### WHAT THIS TASK INVOLVES:
The answer must consist of every line from the data that holds "wooden".

-------------------------

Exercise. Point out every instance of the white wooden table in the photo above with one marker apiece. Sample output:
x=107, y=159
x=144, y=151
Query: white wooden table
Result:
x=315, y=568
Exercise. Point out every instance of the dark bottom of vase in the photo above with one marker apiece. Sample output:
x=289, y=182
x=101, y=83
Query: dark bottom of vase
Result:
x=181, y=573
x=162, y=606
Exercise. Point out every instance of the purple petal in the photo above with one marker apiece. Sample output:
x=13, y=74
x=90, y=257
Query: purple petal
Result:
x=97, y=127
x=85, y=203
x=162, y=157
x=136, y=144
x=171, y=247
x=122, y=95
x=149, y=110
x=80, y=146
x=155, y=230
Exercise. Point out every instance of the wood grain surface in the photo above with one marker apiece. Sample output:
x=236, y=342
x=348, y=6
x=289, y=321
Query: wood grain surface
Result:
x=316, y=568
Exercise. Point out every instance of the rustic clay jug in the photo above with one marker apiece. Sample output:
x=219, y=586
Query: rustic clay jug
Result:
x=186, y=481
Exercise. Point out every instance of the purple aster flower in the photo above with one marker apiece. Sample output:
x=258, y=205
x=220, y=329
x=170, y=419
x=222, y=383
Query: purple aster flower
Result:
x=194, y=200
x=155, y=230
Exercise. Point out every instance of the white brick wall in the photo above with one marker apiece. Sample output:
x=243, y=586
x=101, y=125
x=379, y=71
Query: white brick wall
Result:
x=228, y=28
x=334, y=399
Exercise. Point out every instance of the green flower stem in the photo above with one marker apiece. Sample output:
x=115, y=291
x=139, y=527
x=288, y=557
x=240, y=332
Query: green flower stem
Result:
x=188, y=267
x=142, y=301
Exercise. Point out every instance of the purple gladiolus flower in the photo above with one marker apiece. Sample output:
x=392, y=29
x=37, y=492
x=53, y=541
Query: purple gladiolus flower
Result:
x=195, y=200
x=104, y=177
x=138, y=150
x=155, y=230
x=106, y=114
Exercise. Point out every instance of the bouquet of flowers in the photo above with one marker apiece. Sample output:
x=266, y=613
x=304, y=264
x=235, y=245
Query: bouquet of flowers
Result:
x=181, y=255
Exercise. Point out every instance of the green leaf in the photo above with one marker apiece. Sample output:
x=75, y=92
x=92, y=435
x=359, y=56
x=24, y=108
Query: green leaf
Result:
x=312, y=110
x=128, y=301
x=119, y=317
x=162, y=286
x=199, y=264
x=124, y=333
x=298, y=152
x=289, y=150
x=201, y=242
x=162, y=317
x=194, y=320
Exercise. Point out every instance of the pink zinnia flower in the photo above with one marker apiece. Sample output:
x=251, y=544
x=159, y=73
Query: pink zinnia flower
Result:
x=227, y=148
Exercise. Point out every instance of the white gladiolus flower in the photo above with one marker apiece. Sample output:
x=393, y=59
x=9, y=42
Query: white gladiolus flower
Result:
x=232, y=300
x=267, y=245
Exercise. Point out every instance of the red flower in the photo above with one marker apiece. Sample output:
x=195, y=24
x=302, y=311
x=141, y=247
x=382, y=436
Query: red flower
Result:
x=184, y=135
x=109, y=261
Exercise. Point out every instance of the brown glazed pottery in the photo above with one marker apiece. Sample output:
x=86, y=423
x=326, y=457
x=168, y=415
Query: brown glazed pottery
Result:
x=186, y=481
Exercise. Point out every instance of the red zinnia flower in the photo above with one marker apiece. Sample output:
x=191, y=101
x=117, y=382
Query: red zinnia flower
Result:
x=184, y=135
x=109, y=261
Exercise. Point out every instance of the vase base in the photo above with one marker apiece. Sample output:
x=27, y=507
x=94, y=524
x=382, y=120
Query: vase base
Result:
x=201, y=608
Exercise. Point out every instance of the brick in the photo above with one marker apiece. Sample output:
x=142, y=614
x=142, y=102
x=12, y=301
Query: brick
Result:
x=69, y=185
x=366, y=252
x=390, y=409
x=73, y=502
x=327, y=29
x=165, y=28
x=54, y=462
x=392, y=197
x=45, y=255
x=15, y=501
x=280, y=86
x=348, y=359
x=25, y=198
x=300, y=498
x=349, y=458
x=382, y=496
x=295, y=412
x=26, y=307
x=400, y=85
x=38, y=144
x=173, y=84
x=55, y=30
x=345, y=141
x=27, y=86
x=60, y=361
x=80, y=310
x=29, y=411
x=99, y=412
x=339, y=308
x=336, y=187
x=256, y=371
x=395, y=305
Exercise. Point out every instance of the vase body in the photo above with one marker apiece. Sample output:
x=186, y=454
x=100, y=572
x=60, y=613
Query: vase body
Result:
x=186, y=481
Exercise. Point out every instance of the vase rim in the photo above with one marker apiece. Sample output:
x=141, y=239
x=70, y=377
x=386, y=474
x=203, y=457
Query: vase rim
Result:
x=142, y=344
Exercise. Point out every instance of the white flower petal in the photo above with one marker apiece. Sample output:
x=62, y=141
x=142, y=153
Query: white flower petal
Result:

-------------------------

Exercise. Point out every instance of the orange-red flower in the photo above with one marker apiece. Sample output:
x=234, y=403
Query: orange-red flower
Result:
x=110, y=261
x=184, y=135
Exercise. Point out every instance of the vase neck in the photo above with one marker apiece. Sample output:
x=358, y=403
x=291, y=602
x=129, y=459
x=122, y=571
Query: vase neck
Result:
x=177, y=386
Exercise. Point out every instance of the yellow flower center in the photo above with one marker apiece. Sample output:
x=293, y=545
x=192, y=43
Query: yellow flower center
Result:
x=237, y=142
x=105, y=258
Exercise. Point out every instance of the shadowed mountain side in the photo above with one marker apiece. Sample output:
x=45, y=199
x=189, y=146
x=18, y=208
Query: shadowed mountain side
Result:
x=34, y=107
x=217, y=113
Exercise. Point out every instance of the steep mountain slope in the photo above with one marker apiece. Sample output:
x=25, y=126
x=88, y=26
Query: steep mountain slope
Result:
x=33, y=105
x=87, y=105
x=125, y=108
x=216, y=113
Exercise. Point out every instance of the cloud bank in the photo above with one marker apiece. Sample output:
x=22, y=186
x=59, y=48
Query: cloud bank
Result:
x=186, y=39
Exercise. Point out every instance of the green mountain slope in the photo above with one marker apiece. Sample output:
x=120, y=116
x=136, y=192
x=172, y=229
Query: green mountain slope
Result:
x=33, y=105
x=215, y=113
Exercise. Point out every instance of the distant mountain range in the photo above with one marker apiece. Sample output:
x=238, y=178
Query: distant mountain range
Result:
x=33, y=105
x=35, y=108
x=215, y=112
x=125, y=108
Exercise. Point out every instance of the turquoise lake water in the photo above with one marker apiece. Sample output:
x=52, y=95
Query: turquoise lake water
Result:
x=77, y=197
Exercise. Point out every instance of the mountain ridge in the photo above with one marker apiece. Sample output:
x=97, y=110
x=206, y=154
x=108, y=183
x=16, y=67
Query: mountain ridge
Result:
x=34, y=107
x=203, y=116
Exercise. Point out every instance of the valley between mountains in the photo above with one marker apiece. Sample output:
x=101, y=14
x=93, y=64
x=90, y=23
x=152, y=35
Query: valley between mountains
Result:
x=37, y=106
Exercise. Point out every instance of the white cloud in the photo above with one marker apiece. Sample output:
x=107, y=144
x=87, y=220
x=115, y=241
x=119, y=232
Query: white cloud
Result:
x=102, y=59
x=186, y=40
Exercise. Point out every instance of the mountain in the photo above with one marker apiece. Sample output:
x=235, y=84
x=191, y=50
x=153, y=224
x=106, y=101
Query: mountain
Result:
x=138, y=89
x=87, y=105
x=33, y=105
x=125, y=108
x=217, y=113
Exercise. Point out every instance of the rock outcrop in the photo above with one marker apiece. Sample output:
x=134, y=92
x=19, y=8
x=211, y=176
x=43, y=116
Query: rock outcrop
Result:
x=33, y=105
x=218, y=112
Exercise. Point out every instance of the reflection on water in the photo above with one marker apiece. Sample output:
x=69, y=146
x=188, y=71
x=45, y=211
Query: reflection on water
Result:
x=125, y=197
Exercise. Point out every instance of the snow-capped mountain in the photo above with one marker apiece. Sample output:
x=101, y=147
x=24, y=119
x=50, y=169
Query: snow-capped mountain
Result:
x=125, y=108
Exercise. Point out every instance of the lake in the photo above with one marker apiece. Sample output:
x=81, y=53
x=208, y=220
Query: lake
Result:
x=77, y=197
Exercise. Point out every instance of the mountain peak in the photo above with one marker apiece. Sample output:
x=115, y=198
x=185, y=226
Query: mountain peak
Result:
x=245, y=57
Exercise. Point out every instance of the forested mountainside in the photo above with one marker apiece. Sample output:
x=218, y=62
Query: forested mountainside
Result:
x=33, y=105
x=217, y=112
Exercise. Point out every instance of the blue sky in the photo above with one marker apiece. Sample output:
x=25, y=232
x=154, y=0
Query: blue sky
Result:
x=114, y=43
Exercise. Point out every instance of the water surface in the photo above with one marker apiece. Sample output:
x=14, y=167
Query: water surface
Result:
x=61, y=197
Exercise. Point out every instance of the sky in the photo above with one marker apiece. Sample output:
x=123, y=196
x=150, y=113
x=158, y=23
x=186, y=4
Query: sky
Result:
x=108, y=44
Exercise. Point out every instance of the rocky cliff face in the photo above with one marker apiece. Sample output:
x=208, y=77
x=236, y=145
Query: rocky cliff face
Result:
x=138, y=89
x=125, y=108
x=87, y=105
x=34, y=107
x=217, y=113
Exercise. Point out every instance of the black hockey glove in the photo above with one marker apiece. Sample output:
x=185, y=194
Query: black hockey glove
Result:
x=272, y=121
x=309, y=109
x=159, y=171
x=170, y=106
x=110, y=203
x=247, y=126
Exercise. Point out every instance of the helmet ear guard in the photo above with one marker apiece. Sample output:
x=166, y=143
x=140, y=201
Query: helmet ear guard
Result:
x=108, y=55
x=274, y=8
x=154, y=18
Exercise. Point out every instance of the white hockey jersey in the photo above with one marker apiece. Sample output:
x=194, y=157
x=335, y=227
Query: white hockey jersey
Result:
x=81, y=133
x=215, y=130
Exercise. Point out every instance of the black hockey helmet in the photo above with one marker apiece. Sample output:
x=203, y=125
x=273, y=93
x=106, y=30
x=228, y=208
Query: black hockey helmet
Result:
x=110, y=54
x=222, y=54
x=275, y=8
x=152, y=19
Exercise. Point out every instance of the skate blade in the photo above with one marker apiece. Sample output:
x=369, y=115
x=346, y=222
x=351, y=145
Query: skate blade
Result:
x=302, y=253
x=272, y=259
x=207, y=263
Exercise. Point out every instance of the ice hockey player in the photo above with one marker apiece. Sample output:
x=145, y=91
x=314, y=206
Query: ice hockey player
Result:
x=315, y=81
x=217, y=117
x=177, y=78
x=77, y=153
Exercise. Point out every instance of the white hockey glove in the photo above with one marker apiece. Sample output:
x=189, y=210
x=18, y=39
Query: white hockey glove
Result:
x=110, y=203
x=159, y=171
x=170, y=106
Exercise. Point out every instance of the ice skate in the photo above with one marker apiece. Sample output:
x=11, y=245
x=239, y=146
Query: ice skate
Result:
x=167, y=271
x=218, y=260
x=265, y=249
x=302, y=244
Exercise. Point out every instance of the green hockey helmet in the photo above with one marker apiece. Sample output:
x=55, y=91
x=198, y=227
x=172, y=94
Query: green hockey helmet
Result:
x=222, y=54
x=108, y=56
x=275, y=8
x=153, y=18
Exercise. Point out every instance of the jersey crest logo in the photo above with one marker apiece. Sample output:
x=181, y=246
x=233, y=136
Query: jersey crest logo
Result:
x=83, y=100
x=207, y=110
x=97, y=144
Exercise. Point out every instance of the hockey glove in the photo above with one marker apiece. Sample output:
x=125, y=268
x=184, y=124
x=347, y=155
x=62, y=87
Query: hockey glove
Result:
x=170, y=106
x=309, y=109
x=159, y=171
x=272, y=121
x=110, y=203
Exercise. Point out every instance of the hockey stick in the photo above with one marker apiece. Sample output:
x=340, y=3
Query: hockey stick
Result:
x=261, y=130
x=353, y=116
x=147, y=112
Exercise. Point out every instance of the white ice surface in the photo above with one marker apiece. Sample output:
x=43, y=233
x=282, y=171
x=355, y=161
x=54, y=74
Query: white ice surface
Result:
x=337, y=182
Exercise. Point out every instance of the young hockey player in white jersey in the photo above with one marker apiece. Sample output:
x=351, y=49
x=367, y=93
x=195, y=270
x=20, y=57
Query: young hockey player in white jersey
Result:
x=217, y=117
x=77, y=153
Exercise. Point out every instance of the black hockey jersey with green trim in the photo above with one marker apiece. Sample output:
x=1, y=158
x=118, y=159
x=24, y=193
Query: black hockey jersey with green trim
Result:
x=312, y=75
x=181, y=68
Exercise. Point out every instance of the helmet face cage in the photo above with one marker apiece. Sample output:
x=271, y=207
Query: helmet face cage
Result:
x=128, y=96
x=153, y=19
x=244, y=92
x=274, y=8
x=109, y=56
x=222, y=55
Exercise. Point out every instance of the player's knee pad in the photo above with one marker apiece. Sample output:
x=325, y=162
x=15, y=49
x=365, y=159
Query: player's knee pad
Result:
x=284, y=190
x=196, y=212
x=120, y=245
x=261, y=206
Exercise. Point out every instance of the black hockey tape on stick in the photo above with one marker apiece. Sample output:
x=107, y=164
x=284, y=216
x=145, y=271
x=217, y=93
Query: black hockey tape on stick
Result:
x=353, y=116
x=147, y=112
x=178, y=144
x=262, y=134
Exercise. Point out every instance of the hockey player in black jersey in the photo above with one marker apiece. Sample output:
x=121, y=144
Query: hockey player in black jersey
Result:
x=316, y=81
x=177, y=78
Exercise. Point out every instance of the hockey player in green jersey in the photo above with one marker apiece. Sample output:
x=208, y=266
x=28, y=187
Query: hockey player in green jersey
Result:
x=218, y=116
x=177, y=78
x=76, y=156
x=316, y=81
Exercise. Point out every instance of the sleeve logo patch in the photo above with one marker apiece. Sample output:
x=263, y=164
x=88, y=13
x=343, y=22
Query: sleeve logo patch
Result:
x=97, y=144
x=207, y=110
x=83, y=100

-------------------------

### EXERCISE OUTPUT:
Exercise. Point out every instance of the white wooden table in the photo above with one marker apiece. Sample output:
Query: white wooden table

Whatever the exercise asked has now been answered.